■ **Excerpt to read**:
***
# Which 240GB SSD out of these?!



## GhorMaanas (Jun 9, 2016)

Hello!

need a 240GB SSD for my desktop, which has the mobo as Asus P8Z68 V-Pro, and cabinet is HAF-X. am getting an intel 520 for 4.5k (warranty till April 2017) from a forum, while i also see some other offerings online, like:

- kingston ssdnow uv400 (4.3k)
- kingston hyperx fury (4.4k)
- sandisk plus g25 (5k)

pls suggest which of these 4 will be better. budget is upto 4.5k.


----------



## bssunilreddy (Jun 9, 2016)

Go with Kingston SSDNow UV400 240GB @ 4.3k


----------



## dashing.sujay (Jun 9, 2016)

intel 520 as in first gen ?


----------



## GhorMaanas (Jun 9, 2016)

i suppose so. the next iterations are 530 & 535 it looks.


----------



## dashing.sujay (Jun 10, 2016)

Why are you buying a first gen procy ? They had very bad heating problem. They must be Nehalem cores. Try to get hands on at least Sandybridge, best of the lot.


----------



## GhorMaanas (Jun 10, 2016)

i think you confused it with processor; we were talking about SSD.


----------



## dashing.sujay (Jun 10, 2016)

GhorMaanas said:


> i think you confused it with processor; we were talking about SSD.


----------



## whitestar_999 (Jun 10, 2016)

Kingston HyperX Fury seems better than sandisk as per info i have read on net.Although a samsung 850 evo,though costlier,is better than both.


----------



## GhorMaanas (Jun 15, 2016)

going for Samsung 750 evo (new)


----------



## kunalgujarathi (Jun 15, 2016)

Get bx100
Endurance for 750 Evo is just 32tb which is very low


Sent from my iPhone using Tapatalk


----------



## GhorMaanas (Jun 16, 2016)

kunalgujarathi said:


> Get bx100
> Endurance for 750 Evo is just 32tb which is very low
> 
> 
> Sent from my iPhone using Tapatalk



thanks didnt know that. thats considerable. even though it exceeds my budget but looks like will buy that only now. also is faster than intel 520.


----------



## yasho2249 (Jun 16, 2016)

Best SSD 2016 - 134 Charts - UserBenchmar

Here are some benchmarks. Check the prices manually though as they do differ and try to avoid TLC flash memory.


----------



## Rajat_Biswal (Jul 29, 2016)

GhorMaanas said:


> thanks didnt know that. thats considerable. even though it exceeds my budget but looks like will buy that only now. also is faster than intel 520.



Buy that 750 Evo. You won't need it last 20 years approx. There will be better SSD later.
Instead you should save the money to buy another better larger SSD after 10 years approx.
SSD price at that time will be same as HDD or may be less than that.

I bought 840 evo for Rs4550, but I wish there was this 750 evo when I bought.


----------



## Hrishi (Jul 29, 2016)

The write speeds of 520 is quite low,  somewhere around 150-170mbps, something my external HDD 3.5' can achieve.  

Sent from my ONE E1003 using Tapatalk


----------
***
■ **Given entries**:
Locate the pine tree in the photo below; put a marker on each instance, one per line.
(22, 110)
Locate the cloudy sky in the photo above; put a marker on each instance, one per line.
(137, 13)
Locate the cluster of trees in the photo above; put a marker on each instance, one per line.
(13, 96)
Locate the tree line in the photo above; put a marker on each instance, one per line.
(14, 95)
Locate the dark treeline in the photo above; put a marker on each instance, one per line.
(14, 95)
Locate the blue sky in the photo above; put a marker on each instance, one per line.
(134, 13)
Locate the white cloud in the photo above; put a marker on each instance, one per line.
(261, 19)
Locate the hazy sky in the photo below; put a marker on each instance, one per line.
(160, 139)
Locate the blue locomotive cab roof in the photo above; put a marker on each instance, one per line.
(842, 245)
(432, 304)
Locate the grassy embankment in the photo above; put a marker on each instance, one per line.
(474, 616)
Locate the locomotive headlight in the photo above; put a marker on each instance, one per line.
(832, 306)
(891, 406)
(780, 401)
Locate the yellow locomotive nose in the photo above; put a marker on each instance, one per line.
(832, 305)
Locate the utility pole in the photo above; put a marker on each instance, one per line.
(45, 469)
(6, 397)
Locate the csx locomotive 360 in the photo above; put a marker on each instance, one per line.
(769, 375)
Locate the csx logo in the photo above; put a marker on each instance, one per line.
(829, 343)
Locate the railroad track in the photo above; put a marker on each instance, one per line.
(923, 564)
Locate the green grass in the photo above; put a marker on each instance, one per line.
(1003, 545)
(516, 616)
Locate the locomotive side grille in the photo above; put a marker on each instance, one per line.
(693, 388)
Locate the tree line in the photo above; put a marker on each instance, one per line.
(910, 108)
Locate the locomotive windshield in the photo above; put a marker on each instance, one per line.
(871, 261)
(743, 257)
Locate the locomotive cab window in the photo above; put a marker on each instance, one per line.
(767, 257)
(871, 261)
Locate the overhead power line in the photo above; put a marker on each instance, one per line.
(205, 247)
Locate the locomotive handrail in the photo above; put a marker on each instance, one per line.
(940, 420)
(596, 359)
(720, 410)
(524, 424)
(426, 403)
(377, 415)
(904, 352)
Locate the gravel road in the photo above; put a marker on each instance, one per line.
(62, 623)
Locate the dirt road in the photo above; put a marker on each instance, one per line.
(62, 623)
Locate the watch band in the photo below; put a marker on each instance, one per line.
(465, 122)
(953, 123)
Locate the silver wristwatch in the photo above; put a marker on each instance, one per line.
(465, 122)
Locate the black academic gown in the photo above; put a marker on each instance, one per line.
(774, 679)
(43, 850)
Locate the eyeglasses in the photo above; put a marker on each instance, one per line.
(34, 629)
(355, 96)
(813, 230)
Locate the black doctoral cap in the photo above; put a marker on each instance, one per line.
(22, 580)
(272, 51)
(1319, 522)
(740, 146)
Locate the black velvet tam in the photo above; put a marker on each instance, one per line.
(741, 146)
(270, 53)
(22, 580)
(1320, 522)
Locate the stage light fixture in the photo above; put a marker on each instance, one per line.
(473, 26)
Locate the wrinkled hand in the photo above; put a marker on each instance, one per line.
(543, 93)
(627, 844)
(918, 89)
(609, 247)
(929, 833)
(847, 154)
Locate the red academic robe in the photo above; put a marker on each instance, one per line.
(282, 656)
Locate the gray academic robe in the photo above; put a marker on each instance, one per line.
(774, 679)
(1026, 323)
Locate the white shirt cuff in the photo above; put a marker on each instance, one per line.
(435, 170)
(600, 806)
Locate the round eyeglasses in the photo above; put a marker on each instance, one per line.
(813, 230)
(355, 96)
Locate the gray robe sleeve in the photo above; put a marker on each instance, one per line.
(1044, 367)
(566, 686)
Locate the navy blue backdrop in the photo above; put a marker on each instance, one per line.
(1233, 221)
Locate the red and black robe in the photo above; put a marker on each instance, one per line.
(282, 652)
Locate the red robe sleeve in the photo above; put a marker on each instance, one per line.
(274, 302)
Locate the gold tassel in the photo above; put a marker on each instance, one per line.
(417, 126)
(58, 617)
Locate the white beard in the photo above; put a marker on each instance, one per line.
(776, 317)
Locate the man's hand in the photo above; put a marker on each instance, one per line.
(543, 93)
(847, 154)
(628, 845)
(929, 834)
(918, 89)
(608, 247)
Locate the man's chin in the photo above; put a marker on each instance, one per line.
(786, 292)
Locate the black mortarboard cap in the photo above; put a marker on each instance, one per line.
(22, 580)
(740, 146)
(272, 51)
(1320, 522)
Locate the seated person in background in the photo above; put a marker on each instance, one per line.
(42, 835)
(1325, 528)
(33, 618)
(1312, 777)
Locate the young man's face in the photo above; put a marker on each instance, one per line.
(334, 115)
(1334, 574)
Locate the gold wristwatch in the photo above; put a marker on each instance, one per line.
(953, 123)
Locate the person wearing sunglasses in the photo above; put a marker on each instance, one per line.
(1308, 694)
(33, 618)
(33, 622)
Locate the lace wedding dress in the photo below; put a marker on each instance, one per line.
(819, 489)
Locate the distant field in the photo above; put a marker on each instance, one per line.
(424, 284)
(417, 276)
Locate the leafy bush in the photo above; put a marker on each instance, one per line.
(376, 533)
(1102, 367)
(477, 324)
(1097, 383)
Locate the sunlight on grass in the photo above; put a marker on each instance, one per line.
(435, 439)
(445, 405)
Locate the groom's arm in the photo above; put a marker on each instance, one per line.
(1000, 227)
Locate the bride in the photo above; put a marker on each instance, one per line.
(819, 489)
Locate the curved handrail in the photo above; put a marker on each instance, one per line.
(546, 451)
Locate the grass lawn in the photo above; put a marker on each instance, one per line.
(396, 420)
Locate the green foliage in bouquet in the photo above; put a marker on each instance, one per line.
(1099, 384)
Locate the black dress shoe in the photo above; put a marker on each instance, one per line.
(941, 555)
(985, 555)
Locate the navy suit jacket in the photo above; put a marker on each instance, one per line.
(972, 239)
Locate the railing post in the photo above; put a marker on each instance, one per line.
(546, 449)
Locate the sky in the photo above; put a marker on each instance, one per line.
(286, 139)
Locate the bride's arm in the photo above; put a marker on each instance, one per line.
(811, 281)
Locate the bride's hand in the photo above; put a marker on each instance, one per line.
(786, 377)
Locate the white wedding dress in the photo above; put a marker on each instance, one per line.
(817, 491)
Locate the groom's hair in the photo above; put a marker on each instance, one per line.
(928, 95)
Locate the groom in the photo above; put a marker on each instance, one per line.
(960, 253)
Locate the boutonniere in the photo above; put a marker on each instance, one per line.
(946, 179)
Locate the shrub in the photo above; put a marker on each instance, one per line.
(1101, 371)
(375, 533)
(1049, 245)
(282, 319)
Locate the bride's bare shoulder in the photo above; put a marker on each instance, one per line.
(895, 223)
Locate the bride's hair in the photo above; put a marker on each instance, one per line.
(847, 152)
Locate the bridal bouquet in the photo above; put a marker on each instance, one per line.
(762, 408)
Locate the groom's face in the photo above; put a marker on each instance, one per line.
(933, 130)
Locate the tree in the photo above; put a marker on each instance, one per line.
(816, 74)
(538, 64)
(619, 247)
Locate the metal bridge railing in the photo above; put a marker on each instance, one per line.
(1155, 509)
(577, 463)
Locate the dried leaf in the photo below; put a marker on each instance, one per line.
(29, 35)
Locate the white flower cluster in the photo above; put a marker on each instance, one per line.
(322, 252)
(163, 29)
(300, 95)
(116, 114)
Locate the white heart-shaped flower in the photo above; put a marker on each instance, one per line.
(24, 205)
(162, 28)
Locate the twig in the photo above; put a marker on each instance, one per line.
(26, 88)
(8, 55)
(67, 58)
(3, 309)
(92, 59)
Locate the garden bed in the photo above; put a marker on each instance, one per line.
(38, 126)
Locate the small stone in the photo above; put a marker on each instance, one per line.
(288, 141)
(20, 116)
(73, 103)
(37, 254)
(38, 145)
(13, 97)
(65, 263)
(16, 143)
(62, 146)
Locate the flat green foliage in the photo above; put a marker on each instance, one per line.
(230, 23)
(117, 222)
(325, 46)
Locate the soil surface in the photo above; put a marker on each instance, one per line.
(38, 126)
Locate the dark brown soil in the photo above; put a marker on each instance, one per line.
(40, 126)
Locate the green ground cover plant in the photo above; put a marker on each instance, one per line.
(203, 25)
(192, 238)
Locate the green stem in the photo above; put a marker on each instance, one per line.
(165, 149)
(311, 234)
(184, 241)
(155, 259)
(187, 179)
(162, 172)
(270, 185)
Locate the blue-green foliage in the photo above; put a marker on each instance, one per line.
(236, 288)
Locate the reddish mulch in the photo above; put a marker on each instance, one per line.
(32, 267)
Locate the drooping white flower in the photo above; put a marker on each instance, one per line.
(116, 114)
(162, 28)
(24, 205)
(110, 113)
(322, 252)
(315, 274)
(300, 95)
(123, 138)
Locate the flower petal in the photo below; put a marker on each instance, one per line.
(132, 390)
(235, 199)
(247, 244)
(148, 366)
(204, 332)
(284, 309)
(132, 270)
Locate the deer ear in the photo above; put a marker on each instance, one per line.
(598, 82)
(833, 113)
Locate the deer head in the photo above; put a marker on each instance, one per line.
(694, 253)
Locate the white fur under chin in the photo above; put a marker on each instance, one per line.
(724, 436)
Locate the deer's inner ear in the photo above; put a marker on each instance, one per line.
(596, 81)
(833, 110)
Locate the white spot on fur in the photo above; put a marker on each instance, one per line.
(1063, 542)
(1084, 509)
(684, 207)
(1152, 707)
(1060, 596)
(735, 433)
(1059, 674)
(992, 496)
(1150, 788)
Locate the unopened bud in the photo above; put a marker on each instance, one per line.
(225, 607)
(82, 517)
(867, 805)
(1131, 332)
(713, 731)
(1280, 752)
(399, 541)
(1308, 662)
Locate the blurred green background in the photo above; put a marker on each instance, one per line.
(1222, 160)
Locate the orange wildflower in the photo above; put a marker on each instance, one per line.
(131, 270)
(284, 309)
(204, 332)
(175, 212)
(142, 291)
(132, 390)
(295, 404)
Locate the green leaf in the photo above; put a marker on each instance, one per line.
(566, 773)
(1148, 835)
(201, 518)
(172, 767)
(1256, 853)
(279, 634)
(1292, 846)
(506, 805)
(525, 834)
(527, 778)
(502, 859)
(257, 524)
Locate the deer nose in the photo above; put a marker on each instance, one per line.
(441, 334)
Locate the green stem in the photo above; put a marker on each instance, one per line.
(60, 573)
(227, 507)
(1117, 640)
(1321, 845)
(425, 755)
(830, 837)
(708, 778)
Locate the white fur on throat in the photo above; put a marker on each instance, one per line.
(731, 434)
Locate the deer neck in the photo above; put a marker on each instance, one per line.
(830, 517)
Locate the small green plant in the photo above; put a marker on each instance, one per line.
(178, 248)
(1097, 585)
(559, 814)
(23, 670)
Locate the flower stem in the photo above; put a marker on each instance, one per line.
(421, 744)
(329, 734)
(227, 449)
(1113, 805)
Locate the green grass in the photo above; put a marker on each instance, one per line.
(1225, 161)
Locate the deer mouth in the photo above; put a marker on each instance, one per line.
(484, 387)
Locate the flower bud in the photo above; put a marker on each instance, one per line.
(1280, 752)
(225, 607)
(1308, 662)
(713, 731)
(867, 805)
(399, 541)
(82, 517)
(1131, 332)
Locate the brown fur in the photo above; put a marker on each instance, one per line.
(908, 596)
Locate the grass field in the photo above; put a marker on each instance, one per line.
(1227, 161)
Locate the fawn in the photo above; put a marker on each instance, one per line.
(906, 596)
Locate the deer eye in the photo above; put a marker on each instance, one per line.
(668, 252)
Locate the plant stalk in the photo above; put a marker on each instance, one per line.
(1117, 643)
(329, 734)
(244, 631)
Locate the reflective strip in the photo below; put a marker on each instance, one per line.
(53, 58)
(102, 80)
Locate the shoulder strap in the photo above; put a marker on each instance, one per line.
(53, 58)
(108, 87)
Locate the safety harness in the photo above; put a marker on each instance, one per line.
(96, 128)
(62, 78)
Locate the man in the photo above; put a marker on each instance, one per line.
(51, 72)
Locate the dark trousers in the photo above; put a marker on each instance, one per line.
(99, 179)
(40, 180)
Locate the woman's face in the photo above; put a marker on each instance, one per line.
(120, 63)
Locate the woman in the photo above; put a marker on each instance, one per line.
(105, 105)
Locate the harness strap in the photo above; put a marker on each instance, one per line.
***
■ **What to do**:
- a) Copy the passage from the SSD forum thread that begins at the words "Buy that 750" and stops after the words "when I bought.".
- b) Render the lines of the listing that begin at the line containing "Locate the unopened" and stop after the line containing "(1222, 160)" as a JSON list of strings, one string per line, leaving out any blank lines.

■ **Exercise answers**:
- a)
Buy that 750 Evo. You won't need it last 20 years approx. There will be better SSD later.
Instead you should save the money to buy another better larger SSD after 10 years approx.
SSD price at that time will be same as HDD or may be less than that.

I bought 840 evo for Rs4550, but I wish there was this 750 evo when I bought.

- b)
[
  "Locate the unopened bud in the photo above; put a marker on each instance, one per line.",
  "(225, 607)",
  "(82, 517)",
  "(867, 805)",
  "(1131, 332)",
  "(713, 731)",
  "(1280, 752)",
  "(399, 541)",
  "(1308, 662)",
  "Locate the blurred green background in the photo above; put a marker on each instance, one per line.",
  "(1222, 160)"
]